MATERIAL SHOWN section start

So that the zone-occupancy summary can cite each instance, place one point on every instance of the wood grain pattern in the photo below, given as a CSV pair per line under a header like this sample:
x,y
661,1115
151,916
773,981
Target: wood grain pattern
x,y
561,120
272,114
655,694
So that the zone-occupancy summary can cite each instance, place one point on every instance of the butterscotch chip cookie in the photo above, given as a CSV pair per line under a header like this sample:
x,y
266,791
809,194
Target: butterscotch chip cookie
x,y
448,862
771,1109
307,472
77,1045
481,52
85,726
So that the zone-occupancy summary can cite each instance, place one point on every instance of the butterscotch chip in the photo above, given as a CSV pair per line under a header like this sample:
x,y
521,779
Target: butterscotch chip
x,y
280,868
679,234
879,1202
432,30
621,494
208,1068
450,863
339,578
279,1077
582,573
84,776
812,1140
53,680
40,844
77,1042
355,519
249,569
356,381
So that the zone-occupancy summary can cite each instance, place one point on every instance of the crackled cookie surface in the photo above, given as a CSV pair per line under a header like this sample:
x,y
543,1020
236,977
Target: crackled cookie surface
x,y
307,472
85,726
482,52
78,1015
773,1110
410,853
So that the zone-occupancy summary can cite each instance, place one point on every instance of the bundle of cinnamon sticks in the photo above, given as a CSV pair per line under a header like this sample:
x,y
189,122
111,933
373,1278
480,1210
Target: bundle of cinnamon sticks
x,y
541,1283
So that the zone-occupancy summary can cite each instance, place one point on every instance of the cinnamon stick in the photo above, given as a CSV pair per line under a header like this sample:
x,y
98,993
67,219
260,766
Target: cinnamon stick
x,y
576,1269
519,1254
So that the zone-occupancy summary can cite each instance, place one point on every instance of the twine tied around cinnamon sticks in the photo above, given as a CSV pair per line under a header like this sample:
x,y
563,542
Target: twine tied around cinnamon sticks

MATERIAL SHOWN section end

Look through the entries and return every line where "each" appears.

So that the zone-occupancy summary can cite each instance, place one point on every instance of the wood grain pattern in the photo below, given as a CSV pair per line under a header like this sample:
So that the zone-occupancy summary can cite each instance, place one point on every instance of the butterscotch chip cookie in the photo above, given as a CSV pair per line under a header like this sample:
So that the zone-occupancy summary can cite each instance, place one point on every instance of the butterscotch chip in the photo above, given as a CSV pair per line under a header like this sample:
So that the zone-occupancy summary can cite each instance, place one point on every instance of the crackled cookie surface in the photo above, given as a CSV pair per line under a header like this sample:
So that the zone-occupancy summary can cite each instance, place one point on every instance of the bundle of cinnamon sticks in the photo above, given as a CSV pair per line under a header like this sample:
So that the zone-occupancy summary can cite each instance, place one point on every instance of the cinnamon stick in the photo above, given as a CSV pair per line under a header like this sample:
So that the zone-occupancy summary can cite each instance, place one point on every instance of the twine tied around cinnamon sticks in the photo above, given as a CSV pair per line under a header like this sample:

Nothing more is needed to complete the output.